Rewrite the records below, renaming every "Practice" to "Exercise" and leaving everything else unchanged.

╔══

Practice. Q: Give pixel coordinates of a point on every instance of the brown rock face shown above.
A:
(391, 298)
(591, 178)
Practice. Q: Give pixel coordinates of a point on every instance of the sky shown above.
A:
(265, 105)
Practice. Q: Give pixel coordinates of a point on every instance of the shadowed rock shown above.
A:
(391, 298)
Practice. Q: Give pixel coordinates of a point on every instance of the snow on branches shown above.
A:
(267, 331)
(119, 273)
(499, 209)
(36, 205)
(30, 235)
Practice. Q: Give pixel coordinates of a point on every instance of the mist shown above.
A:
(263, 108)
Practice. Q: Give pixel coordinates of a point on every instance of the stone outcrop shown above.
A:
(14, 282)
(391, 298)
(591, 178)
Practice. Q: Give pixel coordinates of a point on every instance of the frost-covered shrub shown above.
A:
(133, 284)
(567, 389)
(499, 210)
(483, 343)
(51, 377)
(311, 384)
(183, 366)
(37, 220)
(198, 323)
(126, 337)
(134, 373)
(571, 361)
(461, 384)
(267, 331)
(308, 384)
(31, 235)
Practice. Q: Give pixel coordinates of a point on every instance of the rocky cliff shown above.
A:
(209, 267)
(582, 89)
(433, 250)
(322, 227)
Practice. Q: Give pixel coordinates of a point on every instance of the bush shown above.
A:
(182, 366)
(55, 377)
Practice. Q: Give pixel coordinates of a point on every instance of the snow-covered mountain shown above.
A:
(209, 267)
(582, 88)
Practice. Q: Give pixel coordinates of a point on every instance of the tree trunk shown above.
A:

╚══

Correct response
Exercise. Q: Give pixel coordinates of a point on every instance of the brown rock face shown above.
A:
(391, 298)
(591, 178)
Exercise. Q: Give pixel coordinates of a point on every instance of the sky shown above.
A:
(265, 105)
Exercise. Q: Give pixel coordinates of a point on every instance of the shadowed rock shown above.
A:
(391, 298)
Exercise. Q: Give pixel coordinates of a point on every instance of the snow on branches shown above.
A:
(267, 331)
(119, 273)
(499, 209)
(36, 205)
(30, 235)
Exercise. Q: Give pixel coordinates of a point on every instance of the mist shown above.
A:
(263, 108)
Exercise. Q: Give pixel coordinates of a point on every instance of the stone outcrop shown above.
A:
(14, 282)
(391, 298)
(591, 178)
Exercise. Q: Give pixel coordinates of a point on every instance of the frost-covered shrub shown above.
A:
(133, 284)
(567, 389)
(499, 210)
(483, 343)
(51, 377)
(311, 384)
(183, 366)
(37, 220)
(198, 323)
(126, 337)
(134, 373)
(571, 361)
(461, 384)
(267, 331)
(308, 384)
(31, 235)
Exercise. Q: Give pixel coordinates of a point on every instance of the rocky cliff shown above.
A:
(209, 267)
(582, 89)
(433, 250)
(322, 227)
Exercise. Q: Give pixel coordinates of a point on every instance of the bush shown above.
A:
(182, 366)
(55, 377)
Exercise. Q: Give pixel coordinates of a point on every instance of the snow-covered mountain shown above.
A:
(209, 267)
(582, 88)
Exercise. Q: Give pixel coordinates of a point on every instance of the tree trunk shown above.
A:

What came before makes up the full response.